記述課題 1> 生体認証装置の抜粋では、従来の車載装置で生体認証の精度が低下する原因を何としているか。
記述課題 2> 生体認証装置の抜粋について、最後の文に続く文章を記述せよ。

抜粋本文>
^^^^^^^^
説明

生体認証装置

本発明の生体認証装置は、車両の座席に着座した乗員の画像を撮像する撮像手段(10)と、撮像手段(10)によって撮像された画像に基づいて認証情報を生成する認証情報生成手段(11)と、車両の正当な利用者を表す認証情報を記憶する認証情報記憶手段(12)と、認証情報記憶手段(12)に記憶された認証情報に基づいて認証情報生成手段(11)によって生成された認証情報を認証する認証手段(13)と、車両に対する座席の位置を表す座席位置情報を記憶する座席位置記憶手段(14)と、撮像手段(10)によって乗員の画像が撮像されるときに座席位置記憶手段(14)に記憶された座席位置情報に基づいて座席の位置を調整する座席位置調整手段(15)とを備える。

【発明の詳細な説明】
【技術分野】
本発明は、車両に搭載される生体認証装置に関し、例えば、車両の座席に着座した乗員の画像を撮像して生体認証することによって車両の運転を許可および禁止する生体認証装置に関するものである。
【背景技術】
従来の車両に搭載される生体認証装置は、第7図に示すように、正規ユーザの登録虹彩パターンを記憶しておくための虹彩パターン記憶手段51と、運転席に着座した運転手の瞳を撮影し得る位置に配設されたカメラ52と、カメラ52で撮影された瞳の検出虹彩パターンと虹彩パターン記憶手段51に登録された登録虹彩パターンとを照合すると共にこれら登録虹彩パターンが一致した場合のみエンジン始動許可処理を行うユーザ認識制御手段53とを備え、運転手がカメラ52を特別に意識することなく運転席に着座するのみで個人の認証を行うようにしている(例えば特開2000−168502号公報参照)。
しかしながら、従来の車両に搭載される生体認証装置においては、運転手の身体的特徴や車両に対する座席の位置によって運転手の画像が撮像できなかったり、生体認証するために十分な大きさに撮像できなかったりすることによって生体認証の精度が低下するといった問題があった。
^^^^^^^^
データ部>
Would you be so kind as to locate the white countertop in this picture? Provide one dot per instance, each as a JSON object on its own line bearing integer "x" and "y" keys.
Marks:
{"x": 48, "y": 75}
^^^^^^^^
課題の解答 1> 運転手の身体的特徴や車両に対する座席の位置によって、運転手の画像が撮像できなかったり、生体認証に十分な大きさで撮像できなかったりすることである。

課題の解答 2>
【発明の開示】
本発明は、従来の問題を解決するためになされたもので、乗員の身体的特徴や車両に対する座席の位置によらず生体認証の精度を維持することができる生体認証装置を提供することを目的とする。
本発明の生体認証装置は、車両の座席に着座した乗員の画像を撮像する撮像手段と、前記撮像手段によって撮像された画像に基づいて認証情報を生成する認証情報生成手段と、前記車両の正当な利用者を表す認証情報を記憶する認証情報記憶手段と、前記認証情報記憶手段に記憶された認証情報に基づいて前記認証情報生成手段によって生成された認証情報を認証する認証手段と、前記車両に対する前記座席の位置を表す座席位置情報を記憶する座席位置記憶手段と、前記撮像手段によって前記乗員の画像が撮像されるときに前記座席位置記憶手段に記憶された座席位置情報に基づいて前記座席の位置を調整する座席位置調整手段とを備えた構成を有している。
この構成により、乗員の画像を撮像するときに予め記憶された座席位置情報に基づいて車両の座席の位置を調整するため、乗員の身体的特徴や車両に対する座席の位置によらず生体認証の精度を維持することができる。
また、本発明の生体認証装置は、前記車両に対する前記座席の現在位置を表す座席位置情報を前記座席位置記憶手段に登録する座席位置登録手段を備えた構成を有している。
この構成により、乗員によって最適に調整された車両に対する座席の位置を表す座席位置情報を登録することができる。
また、本発明の生体認証装置は、前記撮像手段は、前記乗員の顔の画像を撮像するように構成されている。
この構成により、乗員の顔の画像を撮像するときに予め記憶された座席位置情報に基づいて車両の座席の位置を調整するため、乗員の身体的特徴や車両に対する座席の位置によらず生体認証の精度を維持することができる。
また、本発明の生体認証装置は、前記撮像手段は、前記乗員の虹彩の画像を撮像するように構成されている。
この構成により、乗員の虹彩の画像を撮像するときに予め記憶された座席位置情報に基づいて車両の座席の位置を調整するため、乗員の身体的特徴や車両に対する座席の位置によらず生体認証の精度を維持することができる。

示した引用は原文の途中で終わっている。